▶ _PASSAGE SHOWN_:
--- Start ---

# What do you do with your dead fish?



## Joeee (Apr 3, 2010)

Whenever a fish dies, it's obvious that it needs to be removed and the body disposed of. How you do dispose of the body? I usually don't have anything that I can't flush down the toilet, but I had a full-grown flowerhorn once which died, I didn't what to do so I buried it in my backyard. One of my friends have put their dead turtles inside a cup noodle container and threw the body out with the garbage before. (I'm not kidding)


----------



## carmenh (Dec 20, 2009)

Fish I have an attachment to get a burial, others get flushed. 
When my huge red eared slider died years ago, we gave him a "burial at sea"...threw him in the lake. Kind of silly but we'd talked about getting him a giant tank "some day" and it was symbolic for us...Probably not legal or wise but we were young and stupid...

Carmen


----------



## thename123 (Dec 13, 2009)

My dead fish are green binned these days, they used to be flushed.


----------



## Riceburner (Mar 14, 2008)

I green bin mine as well. Before I'd either toss em in the garbage or bury. Don't want to add anything more to the sewer than necessary.


----------



## PACMAN (Mar 4, 2010)

--- End ---

▶ _GIVEN REQUEST 1_:
In the dead fish thread, what did Joeee do with the full-grown flowerhorn that died?
▶ _GIVEN REQUEST 2_:
Copy the part of the dead fish thread between "Whenever a fish" and "young and stupid...", inclusive.

(Coordinate annotation lines)
--- Start ---

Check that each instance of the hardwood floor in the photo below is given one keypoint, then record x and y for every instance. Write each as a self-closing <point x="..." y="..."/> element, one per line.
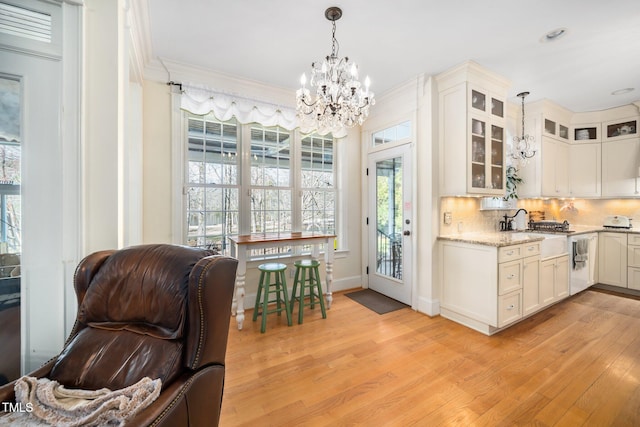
<point x="577" y="363"/>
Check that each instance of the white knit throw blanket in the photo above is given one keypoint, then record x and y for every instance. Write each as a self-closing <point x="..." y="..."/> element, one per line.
<point x="51" y="403"/>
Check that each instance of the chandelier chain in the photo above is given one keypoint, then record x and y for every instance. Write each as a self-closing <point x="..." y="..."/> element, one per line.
<point x="335" y="46"/>
<point x="336" y="99"/>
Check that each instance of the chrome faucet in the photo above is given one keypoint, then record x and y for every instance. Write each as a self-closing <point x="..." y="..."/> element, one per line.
<point x="507" y="223"/>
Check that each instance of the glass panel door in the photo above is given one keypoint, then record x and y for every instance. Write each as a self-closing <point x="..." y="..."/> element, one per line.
<point x="389" y="217"/>
<point x="390" y="223"/>
<point x="478" y="154"/>
<point x="10" y="227"/>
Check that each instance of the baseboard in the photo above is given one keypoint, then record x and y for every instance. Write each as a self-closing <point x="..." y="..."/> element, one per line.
<point x="430" y="307"/>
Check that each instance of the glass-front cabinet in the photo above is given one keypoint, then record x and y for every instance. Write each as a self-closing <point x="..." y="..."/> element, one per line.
<point x="487" y="145"/>
<point x="471" y="131"/>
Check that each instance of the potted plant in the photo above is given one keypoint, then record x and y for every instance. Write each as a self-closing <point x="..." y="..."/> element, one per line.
<point x="512" y="183"/>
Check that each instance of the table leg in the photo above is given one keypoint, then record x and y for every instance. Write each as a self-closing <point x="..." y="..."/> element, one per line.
<point x="237" y="307"/>
<point x="328" y="265"/>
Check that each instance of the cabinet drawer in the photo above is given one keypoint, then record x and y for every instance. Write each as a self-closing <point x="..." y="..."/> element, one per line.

--- End ---

▶ _FINAL ANSWER 1_:
Buried it in the backyard.

▶ _FINAL ANSWER 2_:
Whenever a fish dies, it's obvious that it needs to be removed and the body disposed of. How you do dispose of the body? I usually don't have anything that I can't flush down the toilet, but I had a full-grown flowerhorn once which died, I didn't what to do so I buried it in my backyard. One of my friends have put their dead turtles inside a cup noodle container and threw the body out with the garbage before. (I'm not kidding)


----------



## carmenh (Dec 20, 2009)

Fish I have an attachment to get a burial, others get flushed. 
When my huge red eared slider died years ago, we gave him a "burial at sea"...threw him in the lake. Kind of silly but we'd talked about getting him a giant tank "some day" and it was symbolic for us...Probably not legal or wise but we were young and stupid...